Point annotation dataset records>
########
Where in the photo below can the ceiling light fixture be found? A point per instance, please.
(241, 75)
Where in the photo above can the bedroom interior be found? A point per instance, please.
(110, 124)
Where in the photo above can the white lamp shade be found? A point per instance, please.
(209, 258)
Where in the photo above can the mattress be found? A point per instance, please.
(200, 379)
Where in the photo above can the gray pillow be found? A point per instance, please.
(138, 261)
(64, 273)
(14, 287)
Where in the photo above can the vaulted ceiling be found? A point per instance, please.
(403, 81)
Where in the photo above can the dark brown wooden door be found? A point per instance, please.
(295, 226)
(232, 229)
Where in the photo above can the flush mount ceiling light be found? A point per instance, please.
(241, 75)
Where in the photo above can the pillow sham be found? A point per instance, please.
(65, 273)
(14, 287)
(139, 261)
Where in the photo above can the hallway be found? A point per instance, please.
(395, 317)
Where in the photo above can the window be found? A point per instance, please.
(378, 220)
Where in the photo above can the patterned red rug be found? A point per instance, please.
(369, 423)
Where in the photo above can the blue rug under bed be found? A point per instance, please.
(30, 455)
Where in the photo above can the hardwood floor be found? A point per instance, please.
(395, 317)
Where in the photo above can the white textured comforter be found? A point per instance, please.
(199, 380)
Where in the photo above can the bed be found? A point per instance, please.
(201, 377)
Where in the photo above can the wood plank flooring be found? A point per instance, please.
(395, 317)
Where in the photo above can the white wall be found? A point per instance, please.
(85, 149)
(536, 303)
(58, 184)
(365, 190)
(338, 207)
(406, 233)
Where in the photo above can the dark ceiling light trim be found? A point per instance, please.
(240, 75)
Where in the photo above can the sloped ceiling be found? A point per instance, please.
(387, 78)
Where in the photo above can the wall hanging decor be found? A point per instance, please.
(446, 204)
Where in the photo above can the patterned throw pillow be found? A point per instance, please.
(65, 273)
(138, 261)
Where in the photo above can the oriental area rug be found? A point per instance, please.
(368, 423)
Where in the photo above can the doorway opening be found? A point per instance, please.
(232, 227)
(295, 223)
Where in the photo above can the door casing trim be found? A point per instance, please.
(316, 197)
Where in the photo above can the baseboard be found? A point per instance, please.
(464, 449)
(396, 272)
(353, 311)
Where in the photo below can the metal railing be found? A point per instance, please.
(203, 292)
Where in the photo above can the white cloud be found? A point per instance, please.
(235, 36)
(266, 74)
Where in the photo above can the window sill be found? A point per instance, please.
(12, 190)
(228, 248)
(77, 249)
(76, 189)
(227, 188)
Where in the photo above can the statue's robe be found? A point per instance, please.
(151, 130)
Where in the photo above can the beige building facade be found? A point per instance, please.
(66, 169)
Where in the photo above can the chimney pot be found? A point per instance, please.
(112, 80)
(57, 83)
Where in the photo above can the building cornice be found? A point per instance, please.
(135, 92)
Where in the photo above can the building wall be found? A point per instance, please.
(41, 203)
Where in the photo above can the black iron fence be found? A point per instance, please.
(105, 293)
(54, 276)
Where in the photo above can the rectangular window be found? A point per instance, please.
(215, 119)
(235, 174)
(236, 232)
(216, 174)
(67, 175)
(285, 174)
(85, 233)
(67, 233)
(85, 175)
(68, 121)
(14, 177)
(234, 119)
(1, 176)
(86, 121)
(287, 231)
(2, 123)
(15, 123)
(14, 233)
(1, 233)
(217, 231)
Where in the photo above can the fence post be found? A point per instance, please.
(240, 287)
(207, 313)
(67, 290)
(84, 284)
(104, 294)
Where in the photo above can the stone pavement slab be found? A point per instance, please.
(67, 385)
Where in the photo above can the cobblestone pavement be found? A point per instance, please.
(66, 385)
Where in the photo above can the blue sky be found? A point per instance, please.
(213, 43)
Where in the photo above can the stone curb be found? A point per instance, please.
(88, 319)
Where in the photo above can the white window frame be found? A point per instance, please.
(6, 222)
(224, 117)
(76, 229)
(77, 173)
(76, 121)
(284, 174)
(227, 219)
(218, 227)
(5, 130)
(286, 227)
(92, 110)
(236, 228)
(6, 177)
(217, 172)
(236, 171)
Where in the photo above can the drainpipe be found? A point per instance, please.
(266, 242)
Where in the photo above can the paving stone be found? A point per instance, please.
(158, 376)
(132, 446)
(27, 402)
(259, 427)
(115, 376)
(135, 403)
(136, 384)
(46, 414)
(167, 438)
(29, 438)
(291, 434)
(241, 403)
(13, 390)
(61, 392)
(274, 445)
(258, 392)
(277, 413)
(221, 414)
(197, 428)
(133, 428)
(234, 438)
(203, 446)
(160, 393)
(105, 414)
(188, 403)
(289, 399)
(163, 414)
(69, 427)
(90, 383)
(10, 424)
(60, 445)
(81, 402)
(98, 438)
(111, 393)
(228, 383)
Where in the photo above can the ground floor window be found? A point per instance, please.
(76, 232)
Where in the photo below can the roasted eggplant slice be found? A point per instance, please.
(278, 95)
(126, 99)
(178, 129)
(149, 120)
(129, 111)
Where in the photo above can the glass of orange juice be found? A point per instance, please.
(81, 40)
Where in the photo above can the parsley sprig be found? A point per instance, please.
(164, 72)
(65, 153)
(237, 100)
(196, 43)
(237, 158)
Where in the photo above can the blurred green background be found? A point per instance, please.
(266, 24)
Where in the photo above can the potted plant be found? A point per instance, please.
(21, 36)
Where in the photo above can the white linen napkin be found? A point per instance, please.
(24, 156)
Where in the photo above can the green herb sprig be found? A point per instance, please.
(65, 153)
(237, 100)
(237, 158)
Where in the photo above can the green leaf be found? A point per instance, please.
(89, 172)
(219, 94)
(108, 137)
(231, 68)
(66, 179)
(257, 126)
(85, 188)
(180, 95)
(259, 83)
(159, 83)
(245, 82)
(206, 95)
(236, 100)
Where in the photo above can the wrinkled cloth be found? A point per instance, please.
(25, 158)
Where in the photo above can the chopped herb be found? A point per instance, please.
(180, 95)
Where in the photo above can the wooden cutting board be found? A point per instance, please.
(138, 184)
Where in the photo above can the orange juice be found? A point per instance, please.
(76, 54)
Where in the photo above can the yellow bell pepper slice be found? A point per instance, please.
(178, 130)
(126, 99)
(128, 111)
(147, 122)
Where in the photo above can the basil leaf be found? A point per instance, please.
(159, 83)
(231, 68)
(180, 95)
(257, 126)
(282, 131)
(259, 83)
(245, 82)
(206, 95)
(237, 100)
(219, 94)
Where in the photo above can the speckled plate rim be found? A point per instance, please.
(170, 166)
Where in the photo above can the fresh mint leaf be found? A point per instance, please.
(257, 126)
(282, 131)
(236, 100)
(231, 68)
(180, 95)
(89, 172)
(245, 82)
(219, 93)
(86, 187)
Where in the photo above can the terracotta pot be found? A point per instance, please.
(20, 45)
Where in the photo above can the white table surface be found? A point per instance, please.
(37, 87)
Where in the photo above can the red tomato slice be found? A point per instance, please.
########
Task goal>
Copy out the data shown above without altering anything.

Exercise answer>
Where in the photo below can the ceiling light fixture be found? A point per instance, please.
(241, 75)
Where in the photo above can the bedroom interior be found? A point per instance, please.
(110, 124)
Where in the photo above can the white lamp shade be found? A point per instance, please.
(209, 258)
Where in the photo above can the mattress be found? A point per instance, please.
(200, 379)
Where in the photo above can the gray pillow be found? A point per instance, please.
(138, 261)
(64, 273)
(14, 287)
Where in the photo above can the vaulted ceiling be found? A point per instance, please.
(403, 81)
Where in the photo above can the dark brown wooden door be found? A point per instance, please.
(295, 226)
(232, 229)
Where in the photo above can the flush mount ceiling light be found? A point per instance, please.
(241, 75)
Where in the photo above can the pillow sham be found? A point per instance, please.
(65, 273)
(14, 287)
(139, 261)
Where in the photo above can the hallway be found? A point per instance, please.
(395, 317)
Where in the photo above can the window be found? A point per instance, please.
(378, 220)
Where in the photo above can the patterned red rug be found? A point per instance, please.
(369, 423)
Where in the photo above can the blue rug under bed be found? A point per instance, please.
(30, 455)
Where in the photo above can the hardwood floor be found? A point per instance, please.
(395, 317)
Where in the photo above can the white textured comforter be found? A point per instance, please.
(199, 380)
Where in the photo above can the bed be found? A point per instance, please.
(201, 377)
Where in the photo above can the wood plank flooring be found? A point per instance, please.
(395, 317)
Where in the photo above can the white wall be found? A point per instance, please.
(85, 149)
(536, 303)
(58, 184)
(365, 190)
(338, 207)
(406, 233)
Where in the photo above can the dark ceiling light trim be found? A point per instance, please.
(240, 75)
Where in the photo above can the sloped ceiling be found? A point per instance, please.
(387, 78)
Where in the photo above can the wall hanging decor be found? A point per instance, please.
(446, 204)
Where in the photo above can the patterned throw pillow be found? A point per instance, please.
(65, 273)
(138, 261)
Where in the photo above can the oriental area rug be found? A point per instance, please.
(368, 423)
Where in the photo above can the doorway opening be found? A point per instance, please.
(232, 227)
(295, 223)
Where in the photo above can the door casing trim be found? A point per instance, please.
(316, 197)
Where in the photo above can the baseboard be found? A point per instance, please.
(464, 449)
(396, 272)
(353, 311)
Where in the photo below can the metal railing be found? A point per instance, please.
(203, 292)
Where in the photo above can the white cloud be found? A point per instance, please.
(235, 36)
(266, 74)
Where in the photo above can the window sill be found? A point per instance, please.
(12, 190)
(228, 248)
(77, 249)
(76, 189)
(227, 188)
Where in the photo above can the statue's robe be found? A point per instance, please.
(151, 130)
Where in the photo above can the beige building facade be found? A point per instance, please.
(66, 169)
Where in the photo above can the chimney pot be found? A point per instance, please.
(112, 80)
(57, 83)
Where in the photo above can the building cornice be found? A point per instance, please.
(135, 92)
Where in the photo above can the building wall be found? A point per instance, please.
(41, 203)
Where in the photo above can the black iron fence be found? A point per instance, please.
(105, 293)
(54, 276)
Where in the photo above can the rectangular window be found? A point per instance, please.
(215, 119)
(235, 174)
(236, 232)
(216, 174)
(67, 175)
(285, 174)
(85, 233)
(67, 233)
(85, 175)
(68, 121)
(14, 177)
(234, 119)
(1, 176)
(86, 121)
(287, 231)
(2, 123)
(15, 123)
(14, 233)
(1, 233)
(217, 231)
Where in the photo above can the fence post be found? A point per instance, please.
(240, 287)
(207, 313)
(67, 290)
(84, 284)
(104, 294)
Where in the photo above can the stone pavement slab be found? A point per instance, please.
(67, 385)
Where in the photo above can the cobblestone pavement be found? A point per instance, please.
(66, 385)
Where in the photo above can the blue sky be found? A point per instance, please.
(213, 43)
Where in the photo above can the stone curb be found? A point per instance, please.
(88, 319)
Where in the photo above can the white window frame be found? A point per instance, please.
(6, 222)
(224, 117)
(76, 229)
(77, 173)
(76, 121)
(284, 174)
(227, 219)
(218, 227)
(5, 130)
(286, 227)
(92, 110)
(236, 228)
(6, 177)
(217, 172)
(236, 171)
Where in the photo above can the drainpipe be found? A point per instance, please.
(266, 242)
Where in the photo above can the paving stone be found? A point per instance, please.
(158, 376)
(132, 446)
(27, 402)
(259, 427)
(115, 376)
(135, 403)
(136, 384)
(46, 414)
(167, 438)
(29, 438)
(291, 434)
(241, 403)
(13, 390)
(61, 392)
(274, 445)
(258, 392)
(277, 413)
(221, 414)
(197, 428)
(133, 428)
(234, 438)
(203, 446)
(160, 393)
(105, 414)
(188, 403)
(289, 399)
(163, 414)
(69, 427)
(90, 383)
(10, 424)
(60, 445)
(81, 402)
(98, 438)
(111, 393)
(228, 383)
Where in the photo above can the ground floor window be found? A point per instance, please.
(76, 232)
Where in the photo below can the roasted eggplant slice be found? A point per instance, please.
(278, 95)
(126, 99)
(178, 129)
(149, 120)
(129, 111)
Where in the photo above can the glass of orange juice be found? A point per instance, please.
(81, 40)
Where in the photo above can the parsley sprig be found? A point per instance, please.
(164, 72)
(65, 153)
(237, 100)
(196, 43)
(237, 158)
Where in the photo above can the blurred green background be found? A point per instance, please.
(266, 24)
Where in the photo above can the potted plant be found? A point per instance, please.
(21, 36)
Where in the photo above can the white linen napkin be found? A point per instance, please.
(24, 156)
Where in the photo above can the green herb sprig be found? A point per instance, please.
(65, 153)
(237, 100)
(237, 158)
Where in the photo above can the green leaf be found? A point per instance, please.
(89, 172)
(219, 94)
(108, 137)
(231, 68)
(66, 179)
(257, 126)
(85, 188)
(180, 95)
(259, 83)
(159, 83)
(245, 82)
(206, 95)
(236, 100)
Where in the photo above can the wrinkled cloth be found? A point per instance, please.
(25, 158)
Where in the photo above can the chopped herb be found? A point per instance, please.
(180, 95)
Where in the photo above can the wooden cutting board be found? A point per instance, please.
(138, 184)
Where in the photo above can the orange juice be found? A point per instance, please.
(76, 54)
Where in the photo above can the yellow bell pepper slice be found? A point per instance, please.
(178, 130)
(126, 99)
(128, 111)
(147, 122)
Where in the photo above can the basil leaf be found? A point per instance, please.
(159, 83)
(231, 68)
(180, 95)
(257, 126)
(282, 131)
(259, 83)
(245, 82)
(206, 95)
(237, 100)
(219, 94)
Where in the photo above can the speckled plate rim be found? A point per instance, please.
(170, 166)
Where in the photo above can the fresh mint leaf be found? A point per instance, please.
(257, 126)
(282, 131)
(236, 100)
(231, 68)
(180, 95)
(89, 172)
(245, 82)
(219, 93)
(86, 187)
Where in the photo above can the terracotta pot be found? A point per instance, please.
(20, 45)
Where in the photo above can the white table surface be found? A point per instance, please.
(37, 87)
Where in the photo above can the red tomato slice be found? A point per instance, please.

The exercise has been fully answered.